▶ **Source document**:
--
Efficiently Training Vision Transformers on Structural MRI Scans for Alzheimer's Disease Detection

Neuroimaging of large populations is valuable to identify factors that promote or resist brain disease, and to assist diagnosis, subtyping, and prognosis. Data-driven models such as convolutional neural networks (CNNs) have increasingly been applied to brain images to perform diagnostic and prognostic tasks by learning robust features. Vision transformers (ViT) - a new class of deep learning architectures - have emerged in recent years as an alternative to CNNs for several computer vision applications. Here we tested variants of the ViT architecture for a range of desired neuroimaging downstream tasks based on difficulty, in this case for sex and Alzheimer's disease (AD) classification based on 3D brain MRI. In our experiments, two vision transformer architecture variants achieved an AUC of 0.987 for sex and 0.892 for AD classification, respectively. We independently evaluated our models on data from two benchmark AD datasets. We achieved a performance boost of 5% and 9-10% upon fine-tuning vision transformer models pre-trained on synthetic (generated by a latent diffusion model) and real MRI scans, respectively. Our main contributions include testing the effects of different ViT training strategies including pre-training, data augmentation and learning rate warm-ups followed by annealing, as pertaining to the neuroimaging domain. These techniques are essential for training ViT-like models for neuroimaging applications where training data is usually limited. We also analyzed the effect of the amount of training data utilized on the test-time performance of the ViT via data-model scaling curves.
--
▶ **Dataset entries**:
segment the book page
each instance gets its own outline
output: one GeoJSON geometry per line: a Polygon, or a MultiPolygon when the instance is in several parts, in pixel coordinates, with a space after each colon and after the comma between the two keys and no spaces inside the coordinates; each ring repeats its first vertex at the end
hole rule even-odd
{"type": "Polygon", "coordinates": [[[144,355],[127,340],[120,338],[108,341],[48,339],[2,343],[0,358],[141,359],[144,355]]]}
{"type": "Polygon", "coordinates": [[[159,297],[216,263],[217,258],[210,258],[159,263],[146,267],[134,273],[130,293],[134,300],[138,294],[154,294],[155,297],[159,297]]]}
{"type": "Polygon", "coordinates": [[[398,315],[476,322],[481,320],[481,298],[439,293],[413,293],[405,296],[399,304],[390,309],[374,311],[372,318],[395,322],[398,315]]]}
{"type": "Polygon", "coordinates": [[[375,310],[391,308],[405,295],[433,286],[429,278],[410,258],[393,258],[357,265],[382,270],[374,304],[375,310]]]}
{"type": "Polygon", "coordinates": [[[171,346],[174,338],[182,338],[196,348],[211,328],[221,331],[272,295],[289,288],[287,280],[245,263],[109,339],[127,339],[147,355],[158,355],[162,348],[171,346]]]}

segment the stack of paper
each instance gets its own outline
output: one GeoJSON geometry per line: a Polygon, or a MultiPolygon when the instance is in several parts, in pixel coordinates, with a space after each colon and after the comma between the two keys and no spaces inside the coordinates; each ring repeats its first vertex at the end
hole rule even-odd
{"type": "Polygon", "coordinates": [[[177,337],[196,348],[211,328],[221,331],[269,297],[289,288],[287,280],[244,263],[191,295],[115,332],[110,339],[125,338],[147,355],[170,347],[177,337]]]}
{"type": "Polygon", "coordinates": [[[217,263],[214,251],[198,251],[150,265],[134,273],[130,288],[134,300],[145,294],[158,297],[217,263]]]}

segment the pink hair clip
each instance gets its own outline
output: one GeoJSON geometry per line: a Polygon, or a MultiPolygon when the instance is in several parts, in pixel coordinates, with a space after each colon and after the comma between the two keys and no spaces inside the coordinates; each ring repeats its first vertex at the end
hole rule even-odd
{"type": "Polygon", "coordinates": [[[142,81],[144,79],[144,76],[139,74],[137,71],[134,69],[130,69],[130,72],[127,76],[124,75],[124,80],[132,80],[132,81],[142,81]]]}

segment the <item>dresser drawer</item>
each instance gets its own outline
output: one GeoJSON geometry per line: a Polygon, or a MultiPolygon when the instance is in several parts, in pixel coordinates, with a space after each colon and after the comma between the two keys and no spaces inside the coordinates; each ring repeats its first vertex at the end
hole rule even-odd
--
▶ **Work to complete**: Could you reproduce the abstract above on training vision transformers for Alzheimer's disease detection, word for word from its title to its final sentence?

▶ **Exercise response**:
Efficiently Training Vision Transformers on Structural MRI Scans for Alzheimer's Disease Detection

Neuroimaging of large populations is valuable to identify factors that promote or resist brain disease, and to assist diagnosis, subtyping, and prognosis. Data-driven models such as convolutional neural networks (CNNs) have increasingly been applied to brain images to perform diagnostic and prognostic tasks by learning robust features. Vision transformers (ViT) - a new class of deep learning architectures - have emerged in recent years as an alternative to CNNs for several computer vision applications. Here we tested variants of the ViT architecture for a range of desired neuroimaging downstream tasks based on difficulty, in this case for sex and Alzheimer's disease (AD) classification based on 3D brain MRI. In our experiments, two vision transformer architecture variants achieved an AUC of 0.987 for sex and 0.892 for AD classification, respectively. We independently evaluated our models on data from two benchmark AD datasets. We achieved a performance boost of 5% and 9-10% upon fine-tuning vision transformer models pre-trained on synthetic (generated by a latent diffusion model) and real MRI scans, respectively. Our main contributions include testing the effects of different ViT training strategies including pre-training, data augmentation and learning rate warm-ups followed by annealing, as pertaining to the neuroimaging domain. These techniques are essential for training ViT-like models for neuroimaging applications where training data is usually limited. We also analyzed the effect of the amount of training data utilized on the test-time performance of the ViT via data-model scaling curves.